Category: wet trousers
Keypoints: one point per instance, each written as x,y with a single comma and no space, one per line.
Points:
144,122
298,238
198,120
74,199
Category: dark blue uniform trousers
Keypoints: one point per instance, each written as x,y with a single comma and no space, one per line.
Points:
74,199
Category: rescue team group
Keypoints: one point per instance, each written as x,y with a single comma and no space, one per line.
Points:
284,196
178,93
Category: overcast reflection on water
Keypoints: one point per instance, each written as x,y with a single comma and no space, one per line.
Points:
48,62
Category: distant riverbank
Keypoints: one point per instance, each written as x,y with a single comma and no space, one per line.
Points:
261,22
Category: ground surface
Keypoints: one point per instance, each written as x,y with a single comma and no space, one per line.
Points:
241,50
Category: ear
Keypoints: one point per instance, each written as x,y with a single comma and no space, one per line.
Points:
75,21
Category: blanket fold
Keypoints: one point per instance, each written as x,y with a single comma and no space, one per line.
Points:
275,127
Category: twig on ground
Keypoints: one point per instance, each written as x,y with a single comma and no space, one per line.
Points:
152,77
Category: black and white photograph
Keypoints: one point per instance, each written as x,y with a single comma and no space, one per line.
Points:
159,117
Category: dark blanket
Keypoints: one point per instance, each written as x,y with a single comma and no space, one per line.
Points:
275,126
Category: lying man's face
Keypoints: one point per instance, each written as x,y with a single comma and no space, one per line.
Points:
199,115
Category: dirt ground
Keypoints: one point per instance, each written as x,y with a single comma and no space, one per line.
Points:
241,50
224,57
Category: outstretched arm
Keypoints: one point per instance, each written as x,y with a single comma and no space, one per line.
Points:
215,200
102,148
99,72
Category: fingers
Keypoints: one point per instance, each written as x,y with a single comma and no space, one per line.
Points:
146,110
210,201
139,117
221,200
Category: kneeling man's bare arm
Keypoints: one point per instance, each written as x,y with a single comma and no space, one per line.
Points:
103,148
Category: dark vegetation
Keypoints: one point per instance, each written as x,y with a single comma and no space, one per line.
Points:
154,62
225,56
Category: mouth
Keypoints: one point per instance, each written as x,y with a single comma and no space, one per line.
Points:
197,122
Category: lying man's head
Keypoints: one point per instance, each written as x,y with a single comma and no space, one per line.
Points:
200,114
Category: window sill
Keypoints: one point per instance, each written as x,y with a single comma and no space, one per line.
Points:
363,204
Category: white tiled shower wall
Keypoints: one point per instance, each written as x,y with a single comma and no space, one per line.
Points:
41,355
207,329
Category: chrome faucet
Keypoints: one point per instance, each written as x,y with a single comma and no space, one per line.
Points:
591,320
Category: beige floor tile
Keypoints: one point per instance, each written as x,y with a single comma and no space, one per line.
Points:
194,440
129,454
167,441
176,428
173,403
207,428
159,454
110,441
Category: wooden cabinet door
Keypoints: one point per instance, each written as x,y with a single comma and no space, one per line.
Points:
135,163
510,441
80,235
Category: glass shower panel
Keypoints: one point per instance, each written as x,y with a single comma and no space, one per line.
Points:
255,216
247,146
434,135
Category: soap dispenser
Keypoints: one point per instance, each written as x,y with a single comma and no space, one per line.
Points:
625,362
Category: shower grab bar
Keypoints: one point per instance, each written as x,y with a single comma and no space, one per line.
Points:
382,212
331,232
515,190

###

Retype every one of the records above line for line, with no changes at all.

* **Reply**:
Category: wet trousers
Keypoints: one point per instance, each written as x,y with a single comma and no space, one per line.
Points:
144,122
298,238
198,120
74,199
Category: dark blue uniform trousers
Keypoints: one point per instance, each written as x,y with a single comma and no space, one per line.
Points:
74,199
Category: rescue team group
Keypoints: one point per instance, each written as x,y with a single comma and no space, one per line.
Points:
284,196
178,93
Category: overcast reflection on water
Keypoints: one point per instance, each written as x,y with a single comma and no space, one per line.
Points:
48,62
Category: distant riverbank
Keypoints: one point per instance, each written as x,y with a single comma and no space, one per line.
Points:
261,22
Category: ground surface
Keypoints: one point per instance, each written as x,y with a single comma and no space, one per line.
Points:
241,50
Category: ear
Keypoints: one point per instance, each written as x,y with a single comma and no space, one per line.
Points:
75,21
Category: blanket fold
Keypoints: one point per instance, each written as x,y with a single comma and no space, one per line.
Points:
275,127
Category: twig on ground
Keypoints: one point per instance, each written as x,y with a single comma and no space, one per line.
Points:
152,77
Category: black and white photograph
Keypoints: one point per instance, each written as x,y with a single comma and no space, one per line.
Points:
159,117
Category: dark blanket
Keypoints: one point per instance, each written as x,y with a single comma and no space, one per line.
Points:
275,126
Category: lying man's face
Keypoints: one point per instance, each written as x,y with a single comma and no space, one per line.
Points:
199,115
Category: dirt ground
Keypoints: one point per instance, each written as x,y with a single comma and no space, one per line.
Points:
241,50
224,57
Category: outstretched arm
Keypoints: one point per instance, each written as x,y with a single comma and no space, one per line.
Points:
215,200
102,148
99,72
Category: fingers
Keypoints: one point per instance, each written as x,y with a single comma and no space, one per line.
Points:
146,110
210,201
139,117
221,200
Category: kneeling man's bare arm
Keypoints: one point per instance, each written as x,y with a single comma and no space, one per line.
Points:
103,148
Category: dark vegetation
Keypoints: one point per instance, each written as x,y with a single comma and no space, one per line.
Points:
154,62
225,56
Category: mouth
Keypoints: one point per instance, each written as x,y with a single comma and no space, one per line.
Points:
197,122
Category: lying man's head
Keypoints: one point per instance, each written as x,y with a single comma and no space, one per line.
Points:
200,114
Category: window sill
Keypoints: one point per instance, each written as x,y with a single comma and no space, one per line.
Points:
363,204
Category: white tiled shower wall
Keypoints: one point per instance, each written as x,y with a single comma and no space, one per line.
Points:
41,355
207,329
Category: chrome faucet
Keypoints: one point per instance, each written as x,y with a single comma and no space, one per line.
Points:
591,320
Category: beige floor tile
Keypoints: one point per instance, each written as x,y with a single comma and no space, one per line.
Points:
194,440
129,454
167,441
176,428
173,403
207,428
159,454
110,441
Category: wooden cabinet door
Keypoints: one point per instance, each written as x,y with a single comma and no space, one per line.
Points:
135,163
510,441
80,235
Category: glass shower panel
Keypoints: one point per instance, each written as x,y with a single comma and no space, one per line.
Points:
255,216
247,146
434,135
Category: soap dispenser
Keypoints: one point per instance, each written as x,y with a single comma and no space, one per line.
Points:
625,362
Category: shower grab bar
Keypoints: one point per instance, each written as x,y with a single comma and no space, one per line.
Points:
382,212
331,232
515,190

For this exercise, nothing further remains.